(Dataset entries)
# # # #

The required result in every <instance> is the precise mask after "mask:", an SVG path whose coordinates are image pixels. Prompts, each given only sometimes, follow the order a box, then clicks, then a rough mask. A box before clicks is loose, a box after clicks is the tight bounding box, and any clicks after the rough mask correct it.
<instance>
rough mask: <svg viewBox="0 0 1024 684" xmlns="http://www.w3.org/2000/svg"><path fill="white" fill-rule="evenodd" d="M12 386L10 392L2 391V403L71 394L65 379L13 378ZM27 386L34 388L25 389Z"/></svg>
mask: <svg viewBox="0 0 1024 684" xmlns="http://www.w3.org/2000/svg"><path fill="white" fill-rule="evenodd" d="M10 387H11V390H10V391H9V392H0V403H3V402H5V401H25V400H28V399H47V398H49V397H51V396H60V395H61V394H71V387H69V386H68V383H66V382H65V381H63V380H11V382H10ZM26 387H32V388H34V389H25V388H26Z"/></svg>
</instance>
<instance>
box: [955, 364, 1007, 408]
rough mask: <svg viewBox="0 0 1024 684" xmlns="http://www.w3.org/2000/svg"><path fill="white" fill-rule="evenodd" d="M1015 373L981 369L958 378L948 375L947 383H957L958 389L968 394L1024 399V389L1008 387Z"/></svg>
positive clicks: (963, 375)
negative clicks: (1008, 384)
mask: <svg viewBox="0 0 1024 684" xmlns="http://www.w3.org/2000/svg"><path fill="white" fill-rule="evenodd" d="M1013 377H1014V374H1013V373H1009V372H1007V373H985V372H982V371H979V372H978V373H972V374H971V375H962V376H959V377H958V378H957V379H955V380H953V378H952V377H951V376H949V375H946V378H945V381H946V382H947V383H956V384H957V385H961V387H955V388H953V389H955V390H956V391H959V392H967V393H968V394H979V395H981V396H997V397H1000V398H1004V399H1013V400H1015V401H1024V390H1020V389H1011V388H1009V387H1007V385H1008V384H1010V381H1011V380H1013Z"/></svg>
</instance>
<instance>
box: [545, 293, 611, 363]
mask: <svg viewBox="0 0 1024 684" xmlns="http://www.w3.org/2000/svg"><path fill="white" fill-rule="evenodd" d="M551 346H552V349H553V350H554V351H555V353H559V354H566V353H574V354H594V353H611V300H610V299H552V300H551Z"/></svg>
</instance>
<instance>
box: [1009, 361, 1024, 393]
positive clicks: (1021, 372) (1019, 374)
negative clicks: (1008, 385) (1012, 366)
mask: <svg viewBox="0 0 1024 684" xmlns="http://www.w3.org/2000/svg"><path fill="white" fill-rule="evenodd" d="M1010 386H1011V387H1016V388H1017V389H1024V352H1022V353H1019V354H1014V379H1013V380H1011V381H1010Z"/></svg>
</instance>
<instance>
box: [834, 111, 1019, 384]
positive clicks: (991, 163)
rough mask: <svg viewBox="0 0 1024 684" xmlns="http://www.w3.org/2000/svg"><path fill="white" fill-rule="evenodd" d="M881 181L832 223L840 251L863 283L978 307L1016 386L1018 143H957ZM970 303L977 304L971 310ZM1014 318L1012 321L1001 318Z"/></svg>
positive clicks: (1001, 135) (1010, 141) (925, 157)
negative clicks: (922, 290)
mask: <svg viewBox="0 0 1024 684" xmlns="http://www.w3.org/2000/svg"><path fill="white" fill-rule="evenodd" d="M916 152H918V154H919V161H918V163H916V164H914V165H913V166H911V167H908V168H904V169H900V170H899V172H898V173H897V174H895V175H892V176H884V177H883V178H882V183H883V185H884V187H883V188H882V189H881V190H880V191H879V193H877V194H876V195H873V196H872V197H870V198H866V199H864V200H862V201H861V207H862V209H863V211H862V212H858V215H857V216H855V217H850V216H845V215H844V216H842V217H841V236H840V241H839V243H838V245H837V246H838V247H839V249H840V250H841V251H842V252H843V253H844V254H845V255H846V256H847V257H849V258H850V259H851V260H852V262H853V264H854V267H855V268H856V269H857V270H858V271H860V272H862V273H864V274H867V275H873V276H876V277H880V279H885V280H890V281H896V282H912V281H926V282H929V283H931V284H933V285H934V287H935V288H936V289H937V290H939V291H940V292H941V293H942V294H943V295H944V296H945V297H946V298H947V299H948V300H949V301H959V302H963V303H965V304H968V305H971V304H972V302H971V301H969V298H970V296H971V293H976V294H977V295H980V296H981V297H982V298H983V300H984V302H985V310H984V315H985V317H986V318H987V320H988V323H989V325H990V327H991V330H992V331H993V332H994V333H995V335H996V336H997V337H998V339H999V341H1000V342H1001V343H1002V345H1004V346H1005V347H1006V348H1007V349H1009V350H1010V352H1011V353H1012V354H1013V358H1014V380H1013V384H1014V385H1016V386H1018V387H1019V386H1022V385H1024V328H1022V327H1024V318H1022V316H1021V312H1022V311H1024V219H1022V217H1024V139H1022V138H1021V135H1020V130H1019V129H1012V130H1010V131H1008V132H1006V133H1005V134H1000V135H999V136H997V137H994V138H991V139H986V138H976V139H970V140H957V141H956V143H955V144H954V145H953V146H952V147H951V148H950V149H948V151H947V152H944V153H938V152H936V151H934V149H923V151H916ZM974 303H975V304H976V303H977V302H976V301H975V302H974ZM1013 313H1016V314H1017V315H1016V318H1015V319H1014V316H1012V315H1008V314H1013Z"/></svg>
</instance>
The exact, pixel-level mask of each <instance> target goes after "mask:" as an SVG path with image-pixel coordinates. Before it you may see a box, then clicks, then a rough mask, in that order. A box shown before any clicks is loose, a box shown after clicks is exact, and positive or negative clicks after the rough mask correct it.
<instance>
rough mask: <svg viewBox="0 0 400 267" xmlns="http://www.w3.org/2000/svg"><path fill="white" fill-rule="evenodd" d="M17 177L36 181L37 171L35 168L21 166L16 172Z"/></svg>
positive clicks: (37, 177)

# # # #

About this task: Rewrite all of the entries above, changing every "rough mask" to "coarse mask" and leaving everything else as it is.

Solution below:
The required result in every <instance> is the precise mask after "mask:", an SVG path whose coordinates are image pixels. Prompts, each given only sometimes, follow the order a box, then clicks, then a coarse mask. A box before clicks is loose, a box after clicks is the tight bounding box, and any clicks after the coarse mask correct it.
<instance>
coarse mask: <svg viewBox="0 0 1024 684" xmlns="http://www.w3.org/2000/svg"><path fill="white" fill-rule="evenodd" d="M12 386L10 392L2 391V403L71 394L65 379L13 378ZM27 386L34 388L25 389Z"/></svg>
mask: <svg viewBox="0 0 1024 684" xmlns="http://www.w3.org/2000/svg"><path fill="white" fill-rule="evenodd" d="M10 387H11V390H10V391H9V392H0V403H3V402H5V401H25V400H28V399H47V398H49V397H51V396H60V395H61V394H71V387H69V386H68V383H66V382H65V381H63V380H11V382H10ZM26 387H32V388H34V389H25V388H26Z"/></svg>
</instance>
<instance>
box: [955, 364, 1007, 408]
coarse mask: <svg viewBox="0 0 1024 684" xmlns="http://www.w3.org/2000/svg"><path fill="white" fill-rule="evenodd" d="M1015 373L981 369L958 378L948 375L947 383H957L958 389L968 394L1024 399V389L1008 387Z"/></svg>
positive clicks: (963, 375)
negative clicks: (1008, 384)
mask: <svg viewBox="0 0 1024 684" xmlns="http://www.w3.org/2000/svg"><path fill="white" fill-rule="evenodd" d="M1013 377H1014V374H1013V373H1009V372H1007V373H985V372H982V371H979V372H978V373H972V374H971V375H962V376H959V377H958V378H957V379H955V380H953V378H952V377H951V376H949V375H946V378H945V381H946V382H947V383H956V384H957V385H961V387H955V388H953V389H955V390H956V391H959V392H967V393H968V394H979V395H981V396H997V397H1000V398H1004V399H1013V400H1015V401H1024V390H1020V389H1011V388H1009V387H1007V385H1008V384H1010V381H1011V380H1013Z"/></svg>
</instance>
<instance>
box: [545, 293, 611, 363]
mask: <svg viewBox="0 0 1024 684" xmlns="http://www.w3.org/2000/svg"><path fill="white" fill-rule="evenodd" d="M551 346H552V349H553V350H554V351H555V353H559V354H566V353H574V354H594V353H611V300H610V299H552V300H551Z"/></svg>
</instance>
<instance>
box: [1009, 361, 1024, 393]
positive clicks: (1021, 372) (1019, 374)
negative clicks: (1008, 385) (1012, 366)
mask: <svg viewBox="0 0 1024 684" xmlns="http://www.w3.org/2000/svg"><path fill="white" fill-rule="evenodd" d="M1010 386H1011V387H1016V388H1017V389H1024V352H1022V353H1019V354H1014V379H1013V380H1011V381H1010Z"/></svg>
</instance>
<instance>
box: [834, 111, 1019, 384]
positive clicks: (991, 163)
coarse mask: <svg viewBox="0 0 1024 684" xmlns="http://www.w3.org/2000/svg"><path fill="white" fill-rule="evenodd" d="M881 181L832 223L840 251L863 283L978 307L1016 386L1018 143H957ZM970 303L977 304L971 310ZM1014 318L1012 321L1001 318Z"/></svg>
positive clicks: (1001, 135) (1010, 141) (925, 157)
negative clicks: (922, 290)
mask: <svg viewBox="0 0 1024 684" xmlns="http://www.w3.org/2000/svg"><path fill="white" fill-rule="evenodd" d="M916 152H918V154H919V161H918V163H916V164H914V165H913V166H911V167H908V168H904V169H900V170H899V172H898V173H897V174H895V175H892V176H884V177H883V178H882V183H883V185H884V187H883V188H882V189H881V190H880V191H879V193H877V194H876V195H873V196H872V197H870V198H866V199H864V200H862V201H861V207H862V209H863V211H862V212H858V215H857V216H855V217H850V216H845V215H844V216H842V217H841V236H840V241H839V243H838V245H837V246H838V247H839V249H840V250H841V251H842V252H843V253H844V254H845V255H846V256H847V257H849V258H850V259H851V260H852V262H853V264H854V267H855V268H856V269H857V270H858V271H860V272H862V273H864V274H867V275H873V276H876V277H880V279H885V280H890V281H896V282H912V281H926V282H929V283H931V284H933V285H934V287H935V288H936V289H937V290H939V291H940V292H941V293H942V294H943V295H944V296H945V297H946V298H947V299H948V300H949V301H959V302H963V303H965V304H968V305H971V304H972V302H971V301H969V298H970V296H971V293H976V294H977V295H980V296H981V297H982V298H983V300H984V302H985V310H984V315H985V317H986V318H987V320H988V323H989V325H990V327H991V330H992V331H993V332H994V333H995V335H996V336H997V337H998V339H999V341H1000V342H1001V343H1002V345H1004V346H1005V347H1006V348H1007V349H1009V350H1010V352H1011V353H1012V354H1013V358H1014V380H1013V384H1014V385H1016V386H1018V387H1019V386H1022V385H1024V328H1022V327H1024V318H1022V316H1021V312H1022V311H1024V219H1022V217H1024V139H1022V138H1021V135H1020V130H1019V129H1012V130H1010V131H1008V132H1006V133H1005V134H1000V135H999V136H997V137H994V138H991V139H986V138H976V139H970V140H957V141H956V143H955V144H954V145H953V146H952V147H951V148H950V149H948V151H947V152H944V153H938V152H936V151H934V149H923V151H916ZM974 303H975V304H976V303H977V302H976V301H975V302H974ZM1013 313H1016V314H1017V315H1016V318H1015V319H1014V316H1012V315H1008V314H1013Z"/></svg>
</instance>
The exact, pixel-level mask of each <instance> target goes after "mask:" as an SVG path with image-pixel coordinates. Before it you may see a box, then clicks, then a coarse mask, in that order. A box shown before any clicks is loose, a box shown after clicks is exact, and positive or negative clicks after the coarse mask correct it.
<instance>
coarse mask: <svg viewBox="0 0 400 267" xmlns="http://www.w3.org/2000/svg"><path fill="white" fill-rule="evenodd" d="M17 177L36 181L37 171L35 168L21 166L16 172Z"/></svg>
positive clicks: (37, 177)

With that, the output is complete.